___ Information provided ___
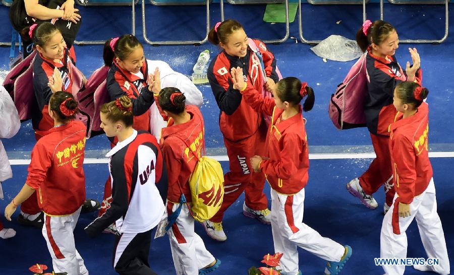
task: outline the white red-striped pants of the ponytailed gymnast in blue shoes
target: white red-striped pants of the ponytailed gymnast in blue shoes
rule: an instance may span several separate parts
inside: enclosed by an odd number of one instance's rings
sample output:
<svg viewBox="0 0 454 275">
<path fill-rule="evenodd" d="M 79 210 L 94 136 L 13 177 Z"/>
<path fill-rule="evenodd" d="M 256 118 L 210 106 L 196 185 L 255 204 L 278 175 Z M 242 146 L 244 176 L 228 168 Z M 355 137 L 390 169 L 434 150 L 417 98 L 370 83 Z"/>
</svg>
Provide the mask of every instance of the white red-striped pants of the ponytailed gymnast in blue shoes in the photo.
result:
<svg viewBox="0 0 454 275">
<path fill-rule="evenodd" d="M 304 188 L 294 195 L 279 194 L 271 188 L 271 229 L 274 252 L 283 253 L 282 272 L 298 273 L 298 246 L 327 261 L 340 261 L 345 248 L 324 238 L 303 223 Z"/>
</svg>

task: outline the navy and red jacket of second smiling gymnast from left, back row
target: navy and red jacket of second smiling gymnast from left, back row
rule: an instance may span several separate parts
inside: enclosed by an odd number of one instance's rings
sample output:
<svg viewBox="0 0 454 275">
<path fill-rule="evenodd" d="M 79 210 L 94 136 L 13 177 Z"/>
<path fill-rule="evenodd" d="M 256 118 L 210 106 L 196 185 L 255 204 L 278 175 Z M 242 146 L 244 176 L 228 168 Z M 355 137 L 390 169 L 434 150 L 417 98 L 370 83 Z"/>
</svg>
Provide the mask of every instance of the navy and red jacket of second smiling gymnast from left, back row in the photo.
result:
<svg viewBox="0 0 454 275">
<path fill-rule="evenodd" d="M 136 130 L 150 132 L 150 106 L 154 102 L 153 93 L 148 91 L 148 62 L 143 62 L 140 72 L 144 79 L 123 70 L 115 61 L 107 73 L 107 91 L 110 100 L 127 95 L 133 104 L 134 123 Z"/>
</svg>

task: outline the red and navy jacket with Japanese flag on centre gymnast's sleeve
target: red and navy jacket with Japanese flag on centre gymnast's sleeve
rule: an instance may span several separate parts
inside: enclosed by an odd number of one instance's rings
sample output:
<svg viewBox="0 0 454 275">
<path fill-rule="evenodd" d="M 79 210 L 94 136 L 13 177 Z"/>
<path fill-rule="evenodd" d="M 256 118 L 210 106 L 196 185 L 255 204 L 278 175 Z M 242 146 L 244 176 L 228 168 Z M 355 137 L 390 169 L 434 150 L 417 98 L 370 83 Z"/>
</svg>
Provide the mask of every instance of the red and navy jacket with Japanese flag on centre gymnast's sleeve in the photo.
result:
<svg viewBox="0 0 454 275">
<path fill-rule="evenodd" d="M 262 54 L 266 76 L 277 82 L 279 79 L 274 55 L 267 50 L 263 42 L 259 40 L 254 42 Z M 224 138 L 232 142 L 241 141 L 253 135 L 262 123 L 262 116 L 241 100 L 240 91 L 233 89 L 230 70 L 237 66 L 243 68 L 248 85 L 262 91 L 264 80 L 259 72 L 260 64 L 249 47 L 245 57 L 231 56 L 225 51 L 220 52 L 213 58 L 207 71 L 211 90 L 220 109 L 220 130 Z"/>
</svg>

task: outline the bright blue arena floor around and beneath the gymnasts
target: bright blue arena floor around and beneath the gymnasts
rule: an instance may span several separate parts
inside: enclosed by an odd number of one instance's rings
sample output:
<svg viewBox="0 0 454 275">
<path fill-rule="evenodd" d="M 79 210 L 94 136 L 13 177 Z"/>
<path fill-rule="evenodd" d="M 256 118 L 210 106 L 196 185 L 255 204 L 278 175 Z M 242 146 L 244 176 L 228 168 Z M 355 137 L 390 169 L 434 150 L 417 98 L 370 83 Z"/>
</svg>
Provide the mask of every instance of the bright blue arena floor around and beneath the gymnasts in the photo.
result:
<svg viewBox="0 0 454 275">
<path fill-rule="evenodd" d="M 454 22 L 454 5 L 450 4 L 450 22 Z M 141 7 L 138 6 L 137 9 Z M 235 18 L 244 24 L 250 37 L 260 39 L 278 39 L 284 34 L 283 24 L 270 25 L 262 21 L 264 5 L 233 6 L 226 4 L 225 18 Z M 212 4 L 211 23 L 219 20 L 218 4 Z M 137 36 L 141 38 L 140 10 L 137 10 Z M 0 21 L 9 26 L 7 8 L 0 7 Z M 131 13 L 127 7 L 88 7 L 81 8 L 84 23 L 78 40 L 107 39 L 124 33 L 130 33 Z M 155 7 L 147 6 L 147 35 L 151 40 L 202 39 L 205 28 L 204 8 L 201 7 Z M 368 18 L 379 18 L 377 4 L 367 5 Z M 112 16 L 116 15 L 116 16 Z M 444 34 L 443 6 L 398 6 L 385 5 L 385 19 L 393 24 L 401 39 L 435 39 Z M 336 24 L 342 20 L 341 24 Z M 330 34 L 340 34 L 354 38 L 356 30 L 361 25 L 361 6 L 312 6 L 303 5 L 303 28 L 307 39 L 324 39 Z M 157 27 L 159 26 L 159 28 Z M 290 35 L 299 37 L 298 24 L 291 23 Z M 450 24 L 452 30 L 454 25 Z M 140 34 L 139 34 L 140 33 Z M 0 30 L 0 41 L 8 41 L 10 30 Z M 450 31 L 447 41 L 440 45 L 401 44 L 398 50 L 398 60 L 405 64 L 410 59 L 409 46 L 417 47 L 421 54 L 423 68 L 423 83 L 430 90 L 430 146 L 448 148 L 454 145 L 452 130 L 452 100 L 453 86 L 452 65 L 454 64 L 454 33 Z M 142 39 L 143 41 L 143 39 Z M 314 109 L 305 114 L 309 145 L 336 147 L 370 145 L 369 133 L 365 128 L 348 131 L 337 131 L 327 115 L 327 105 L 331 93 L 338 83 L 342 82 L 350 62 L 328 60 L 323 62 L 309 48 L 309 45 L 295 43 L 289 39 L 280 45 L 268 45 L 274 52 L 277 64 L 283 76 L 295 76 L 307 81 L 316 93 Z M 192 66 L 200 51 L 209 49 L 215 56 L 219 49 L 211 44 L 201 46 L 149 46 L 145 45 L 145 55 L 148 59 L 159 59 L 168 62 L 174 70 L 187 76 L 192 73 Z M 77 66 L 87 76 L 102 64 L 102 46 L 76 46 Z M 0 48 L 0 69 L 7 70 L 9 49 Z M 219 109 L 214 101 L 208 85 L 200 86 L 204 96 L 201 108 L 206 125 L 206 145 L 208 148 L 223 148 L 222 135 L 219 132 L 217 117 Z M 31 125 L 22 124 L 19 133 L 10 140 L 3 140 L 10 156 L 27 158 L 35 144 Z M 96 136 L 87 141 L 87 152 L 97 152 L 109 147 L 105 135 Z M 451 150 L 452 151 L 452 150 Z M 18 155 L 22 154 L 20 157 Z M 351 261 L 346 265 L 342 274 L 382 274 L 381 267 L 374 264 L 373 258 L 379 257 L 379 235 L 382 221 L 381 205 L 383 192 L 377 192 L 380 203 L 378 210 L 371 211 L 363 207 L 345 189 L 345 184 L 353 177 L 367 169 L 370 159 L 348 160 L 311 160 L 310 179 L 306 189 L 304 222 L 320 232 L 321 235 L 333 240 L 349 244 L 354 249 Z M 454 222 L 450 219 L 454 213 L 452 193 L 452 173 L 454 159 L 431 159 L 434 167 L 434 179 L 437 188 L 438 213 L 443 223 L 448 253 L 452 258 L 454 253 Z M 222 162 L 224 171 L 228 171 L 228 163 Z M 107 177 L 106 164 L 85 165 L 87 197 L 102 199 L 102 192 Z M 13 166 L 14 178 L 4 184 L 5 200 L 0 200 L 0 210 L 15 195 L 26 178 L 26 166 Z M 269 187 L 265 186 L 269 197 Z M 213 255 L 222 260 L 220 268 L 213 274 L 246 274 L 252 265 L 260 265 L 262 256 L 273 252 L 271 229 L 259 224 L 241 214 L 244 197 L 234 203 L 224 218 L 224 230 L 228 241 L 218 243 L 209 239 L 200 225 L 196 232 L 204 239 L 207 248 Z M 14 216 L 16 218 L 18 213 Z M 111 251 L 113 235 L 101 235 L 96 239 L 88 238 L 82 231 L 93 220 L 91 214 L 82 215 L 75 230 L 77 248 L 85 259 L 91 274 L 115 274 L 111 268 Z M 5 219 L 3 219 L 5 222 Z M 28 274 L 30 265 L 39 262 L 51 265 L 50 257 L 39 231 L 24 228 L 15 221 L 5 223 L 13 227 L 18 234 L 9 240 L 0 240 L 0 273 Z M 426 257 L 419 238 L 416 225 L 408 230 L 408 257 Z M 452 263 L 452 259 L 451 259 Z M 158 274 L 175 274 L 168 240 L 166 237 L 154 240 L 150 250 L 150 264 Z M 320 274 L 325 262 L 312 254 L 300 251 L 300 268 L 303 274 Z M 406 274 L 423 274 L 411 267 Z"/>
</svg>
___
Work request: Find every line above where the word "white" occurs, and copy that line.

Written reply:
task: outline the white red-striped pants of the ponytailed gymnast in blue shoes
target: white red-striped pants of the ponytailed gymnast in blue shoes
Provide the mask of every instance of the white red-striped pants of the ponytailed gymnast in blue shoes in the photo.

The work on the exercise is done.